* **MATERIAL DO EXERCÍCIO**
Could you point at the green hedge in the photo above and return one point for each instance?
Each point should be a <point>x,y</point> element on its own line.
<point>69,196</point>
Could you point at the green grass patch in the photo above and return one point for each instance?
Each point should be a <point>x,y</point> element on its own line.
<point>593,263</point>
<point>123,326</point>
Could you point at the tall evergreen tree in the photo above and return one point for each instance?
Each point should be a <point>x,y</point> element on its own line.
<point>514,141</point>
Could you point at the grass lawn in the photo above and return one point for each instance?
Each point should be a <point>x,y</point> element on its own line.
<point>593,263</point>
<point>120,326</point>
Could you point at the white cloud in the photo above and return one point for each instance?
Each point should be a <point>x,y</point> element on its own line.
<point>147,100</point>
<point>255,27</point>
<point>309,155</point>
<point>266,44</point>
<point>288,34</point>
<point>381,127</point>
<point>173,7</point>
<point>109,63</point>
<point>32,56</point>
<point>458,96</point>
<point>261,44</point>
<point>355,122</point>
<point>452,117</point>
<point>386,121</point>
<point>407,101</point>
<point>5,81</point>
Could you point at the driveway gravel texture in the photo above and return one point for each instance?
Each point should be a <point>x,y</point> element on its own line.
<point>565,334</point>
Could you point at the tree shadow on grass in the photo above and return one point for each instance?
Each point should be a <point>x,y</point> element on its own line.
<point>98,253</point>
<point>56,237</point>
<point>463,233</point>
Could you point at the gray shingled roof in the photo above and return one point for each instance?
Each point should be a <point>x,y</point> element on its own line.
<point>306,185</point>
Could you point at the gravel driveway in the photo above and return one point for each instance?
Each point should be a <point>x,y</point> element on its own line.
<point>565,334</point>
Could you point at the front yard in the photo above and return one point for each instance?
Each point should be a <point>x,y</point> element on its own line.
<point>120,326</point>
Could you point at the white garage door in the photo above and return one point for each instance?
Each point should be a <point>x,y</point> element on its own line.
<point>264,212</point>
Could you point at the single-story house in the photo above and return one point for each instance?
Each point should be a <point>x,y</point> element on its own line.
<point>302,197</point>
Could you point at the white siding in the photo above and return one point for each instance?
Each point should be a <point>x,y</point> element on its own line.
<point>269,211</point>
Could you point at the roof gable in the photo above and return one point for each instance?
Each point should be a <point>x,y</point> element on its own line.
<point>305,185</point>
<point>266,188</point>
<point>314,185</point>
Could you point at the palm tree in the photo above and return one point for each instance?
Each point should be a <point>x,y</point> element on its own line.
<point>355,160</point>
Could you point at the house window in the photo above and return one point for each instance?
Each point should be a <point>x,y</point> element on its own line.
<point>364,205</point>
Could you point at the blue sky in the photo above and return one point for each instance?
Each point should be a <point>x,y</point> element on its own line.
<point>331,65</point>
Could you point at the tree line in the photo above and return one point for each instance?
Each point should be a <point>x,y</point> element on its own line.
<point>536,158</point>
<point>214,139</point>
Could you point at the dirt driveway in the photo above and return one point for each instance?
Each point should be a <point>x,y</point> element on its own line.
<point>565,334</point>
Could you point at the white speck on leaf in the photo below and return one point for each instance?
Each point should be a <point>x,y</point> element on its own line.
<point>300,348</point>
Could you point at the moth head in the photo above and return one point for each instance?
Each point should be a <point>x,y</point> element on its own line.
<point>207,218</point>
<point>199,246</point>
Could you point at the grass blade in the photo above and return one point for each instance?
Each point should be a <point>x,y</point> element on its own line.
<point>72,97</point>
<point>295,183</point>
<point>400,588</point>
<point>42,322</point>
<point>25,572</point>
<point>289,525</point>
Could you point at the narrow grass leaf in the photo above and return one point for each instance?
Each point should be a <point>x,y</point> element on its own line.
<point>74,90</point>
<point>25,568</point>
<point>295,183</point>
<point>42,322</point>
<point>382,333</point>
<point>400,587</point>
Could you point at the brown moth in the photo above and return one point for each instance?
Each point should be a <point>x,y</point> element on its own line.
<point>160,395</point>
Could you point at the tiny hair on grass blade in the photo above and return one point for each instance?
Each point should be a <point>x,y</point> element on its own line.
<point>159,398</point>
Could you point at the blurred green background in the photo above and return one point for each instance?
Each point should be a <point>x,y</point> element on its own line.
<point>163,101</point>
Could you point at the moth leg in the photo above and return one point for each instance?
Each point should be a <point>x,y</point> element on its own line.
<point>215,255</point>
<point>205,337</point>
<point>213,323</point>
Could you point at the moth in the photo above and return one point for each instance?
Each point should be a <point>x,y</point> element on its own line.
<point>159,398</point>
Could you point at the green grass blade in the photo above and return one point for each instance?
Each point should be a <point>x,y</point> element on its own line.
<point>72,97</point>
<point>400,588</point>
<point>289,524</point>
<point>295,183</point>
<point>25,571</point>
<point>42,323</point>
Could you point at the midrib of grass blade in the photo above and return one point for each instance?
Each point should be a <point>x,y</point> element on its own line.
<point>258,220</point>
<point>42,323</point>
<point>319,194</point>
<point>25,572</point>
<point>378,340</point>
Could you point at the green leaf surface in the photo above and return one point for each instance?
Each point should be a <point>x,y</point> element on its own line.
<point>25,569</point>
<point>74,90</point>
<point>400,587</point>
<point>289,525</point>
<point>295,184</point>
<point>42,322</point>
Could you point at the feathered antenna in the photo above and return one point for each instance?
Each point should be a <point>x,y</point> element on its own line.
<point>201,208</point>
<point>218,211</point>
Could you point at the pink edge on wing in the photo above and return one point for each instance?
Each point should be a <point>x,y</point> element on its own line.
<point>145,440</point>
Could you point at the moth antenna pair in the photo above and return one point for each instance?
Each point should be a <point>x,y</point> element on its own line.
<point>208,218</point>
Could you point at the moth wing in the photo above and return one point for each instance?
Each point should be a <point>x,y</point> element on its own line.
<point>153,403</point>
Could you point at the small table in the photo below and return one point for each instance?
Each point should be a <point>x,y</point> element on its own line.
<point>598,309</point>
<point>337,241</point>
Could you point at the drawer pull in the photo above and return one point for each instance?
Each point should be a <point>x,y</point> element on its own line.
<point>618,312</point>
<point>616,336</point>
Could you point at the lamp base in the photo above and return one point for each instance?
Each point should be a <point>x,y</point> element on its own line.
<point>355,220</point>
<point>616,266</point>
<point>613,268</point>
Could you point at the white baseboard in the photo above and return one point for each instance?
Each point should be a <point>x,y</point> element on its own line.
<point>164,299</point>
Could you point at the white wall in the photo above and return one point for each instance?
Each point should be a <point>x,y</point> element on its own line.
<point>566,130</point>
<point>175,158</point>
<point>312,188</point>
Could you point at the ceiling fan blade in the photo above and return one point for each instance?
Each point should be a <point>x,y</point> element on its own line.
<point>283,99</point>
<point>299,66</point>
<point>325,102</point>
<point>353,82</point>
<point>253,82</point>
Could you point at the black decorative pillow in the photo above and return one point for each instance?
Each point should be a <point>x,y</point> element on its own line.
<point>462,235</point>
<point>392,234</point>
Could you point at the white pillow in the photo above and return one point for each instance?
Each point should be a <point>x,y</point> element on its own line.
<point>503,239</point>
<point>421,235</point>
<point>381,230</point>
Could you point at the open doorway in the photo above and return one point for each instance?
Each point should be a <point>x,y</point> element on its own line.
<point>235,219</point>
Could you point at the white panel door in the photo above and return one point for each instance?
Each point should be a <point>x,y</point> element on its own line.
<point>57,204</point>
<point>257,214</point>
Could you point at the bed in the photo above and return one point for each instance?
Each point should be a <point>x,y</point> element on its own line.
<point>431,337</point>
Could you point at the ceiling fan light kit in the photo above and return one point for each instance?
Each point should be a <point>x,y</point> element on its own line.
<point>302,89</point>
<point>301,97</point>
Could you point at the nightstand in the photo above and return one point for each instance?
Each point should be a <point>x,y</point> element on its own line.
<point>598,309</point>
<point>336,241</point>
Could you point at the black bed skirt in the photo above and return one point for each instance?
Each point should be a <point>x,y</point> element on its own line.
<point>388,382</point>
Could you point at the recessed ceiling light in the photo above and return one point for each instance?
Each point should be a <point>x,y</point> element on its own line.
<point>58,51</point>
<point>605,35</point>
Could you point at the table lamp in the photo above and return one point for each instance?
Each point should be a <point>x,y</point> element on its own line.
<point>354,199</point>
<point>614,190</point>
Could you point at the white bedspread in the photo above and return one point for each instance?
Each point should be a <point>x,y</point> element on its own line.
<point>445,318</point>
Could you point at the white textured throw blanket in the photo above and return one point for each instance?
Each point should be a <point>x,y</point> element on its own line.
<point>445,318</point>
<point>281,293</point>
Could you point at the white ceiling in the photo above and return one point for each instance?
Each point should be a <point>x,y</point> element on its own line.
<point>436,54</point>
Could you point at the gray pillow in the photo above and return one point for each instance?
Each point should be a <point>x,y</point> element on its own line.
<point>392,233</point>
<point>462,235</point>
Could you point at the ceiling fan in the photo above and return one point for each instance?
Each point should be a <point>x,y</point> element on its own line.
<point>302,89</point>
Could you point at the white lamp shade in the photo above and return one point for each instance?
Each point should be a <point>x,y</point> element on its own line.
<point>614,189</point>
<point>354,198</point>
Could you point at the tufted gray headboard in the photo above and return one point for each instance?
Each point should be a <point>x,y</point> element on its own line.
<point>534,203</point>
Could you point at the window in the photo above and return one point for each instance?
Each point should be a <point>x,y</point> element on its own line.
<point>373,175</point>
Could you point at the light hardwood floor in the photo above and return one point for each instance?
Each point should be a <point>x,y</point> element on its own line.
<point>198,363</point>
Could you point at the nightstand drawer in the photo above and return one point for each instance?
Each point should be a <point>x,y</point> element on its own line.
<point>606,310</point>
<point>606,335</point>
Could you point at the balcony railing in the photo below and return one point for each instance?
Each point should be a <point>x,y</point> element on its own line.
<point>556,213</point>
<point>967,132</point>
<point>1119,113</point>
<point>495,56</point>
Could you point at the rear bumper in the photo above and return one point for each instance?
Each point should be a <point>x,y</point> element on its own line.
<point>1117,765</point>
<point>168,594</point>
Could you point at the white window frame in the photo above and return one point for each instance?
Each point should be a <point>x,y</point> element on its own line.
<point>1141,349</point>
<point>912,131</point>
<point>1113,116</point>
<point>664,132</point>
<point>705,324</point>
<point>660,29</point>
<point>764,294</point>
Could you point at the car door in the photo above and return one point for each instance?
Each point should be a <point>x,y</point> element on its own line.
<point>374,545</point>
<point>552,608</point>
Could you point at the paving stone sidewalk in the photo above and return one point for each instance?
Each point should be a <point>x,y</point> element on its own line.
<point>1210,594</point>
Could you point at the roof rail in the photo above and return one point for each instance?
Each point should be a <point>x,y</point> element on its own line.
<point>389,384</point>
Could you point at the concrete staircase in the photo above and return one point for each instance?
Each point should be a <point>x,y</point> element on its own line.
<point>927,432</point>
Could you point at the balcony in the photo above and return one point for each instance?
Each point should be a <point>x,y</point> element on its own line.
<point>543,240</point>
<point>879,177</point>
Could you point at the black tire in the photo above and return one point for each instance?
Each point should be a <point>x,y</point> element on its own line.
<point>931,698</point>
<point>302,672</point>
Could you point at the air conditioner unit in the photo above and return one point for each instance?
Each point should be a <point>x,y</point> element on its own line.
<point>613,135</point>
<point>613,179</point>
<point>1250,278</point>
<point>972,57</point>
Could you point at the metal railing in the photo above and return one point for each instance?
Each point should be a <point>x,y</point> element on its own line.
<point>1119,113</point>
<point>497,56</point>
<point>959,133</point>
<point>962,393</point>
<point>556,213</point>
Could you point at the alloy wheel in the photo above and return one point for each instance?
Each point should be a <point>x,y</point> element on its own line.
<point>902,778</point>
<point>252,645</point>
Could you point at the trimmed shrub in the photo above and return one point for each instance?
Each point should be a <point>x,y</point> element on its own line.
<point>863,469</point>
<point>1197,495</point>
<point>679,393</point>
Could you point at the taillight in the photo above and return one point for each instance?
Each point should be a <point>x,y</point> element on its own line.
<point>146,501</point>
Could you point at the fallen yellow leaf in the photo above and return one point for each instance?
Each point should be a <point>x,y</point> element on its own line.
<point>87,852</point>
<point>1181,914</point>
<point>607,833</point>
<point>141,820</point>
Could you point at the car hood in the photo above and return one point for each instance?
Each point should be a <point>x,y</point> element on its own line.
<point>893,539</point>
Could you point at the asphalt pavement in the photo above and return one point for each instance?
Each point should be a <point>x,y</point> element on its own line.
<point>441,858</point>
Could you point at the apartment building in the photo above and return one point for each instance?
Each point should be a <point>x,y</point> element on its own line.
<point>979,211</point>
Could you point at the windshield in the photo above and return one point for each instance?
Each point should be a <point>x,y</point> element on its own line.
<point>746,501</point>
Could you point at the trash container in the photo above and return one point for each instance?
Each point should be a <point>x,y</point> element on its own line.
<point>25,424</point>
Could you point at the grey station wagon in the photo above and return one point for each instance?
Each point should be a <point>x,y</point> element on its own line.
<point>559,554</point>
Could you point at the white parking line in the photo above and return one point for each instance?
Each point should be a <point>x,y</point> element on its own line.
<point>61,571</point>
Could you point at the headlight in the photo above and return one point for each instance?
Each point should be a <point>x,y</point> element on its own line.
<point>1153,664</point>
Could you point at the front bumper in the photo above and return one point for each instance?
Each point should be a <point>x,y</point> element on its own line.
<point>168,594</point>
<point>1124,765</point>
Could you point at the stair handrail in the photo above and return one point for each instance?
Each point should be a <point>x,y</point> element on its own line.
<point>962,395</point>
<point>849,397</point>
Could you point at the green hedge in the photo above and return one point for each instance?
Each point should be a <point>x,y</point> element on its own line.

* **OBJETIVO DECLARADO**
Edite o trecho que começa na linha que contém "Could you point at the alloy" e termina na linha que contém "<point>141,820</point>", trocando "taillight" por "rear lamp" e mantendo todo o resto igual. Apresente somente esse trecho.

* **SAÍDA CORRETA**
Could you point at the alloy wheel in the photo above and return one point for each instance?
Each point should be a <point>x,y</point> element on its own line.
<point>902,778</point>
<point>252,645</point>
Could you point at the trimmed shrub in the photo above and return one point for each instance?
Each point should be a <point>x,y</point> element on its own line.
<point>863,469</point>
<point>1197,495</point>
<point>679,393</point>
Could you point at the rear lamp in the photo above and return one point for each instance?
Each point should be a <point>x,y</point> element on its own line.
<point>146,501</point>
Could you point at the fallen yellow leaf in the photo above and return one point for each instance?
Each point should be a <point>x,y</point> element on its own line.
<point>87,852</point>
<point>1181,914</point>
<point>607,833</point>
<point>141,820</point>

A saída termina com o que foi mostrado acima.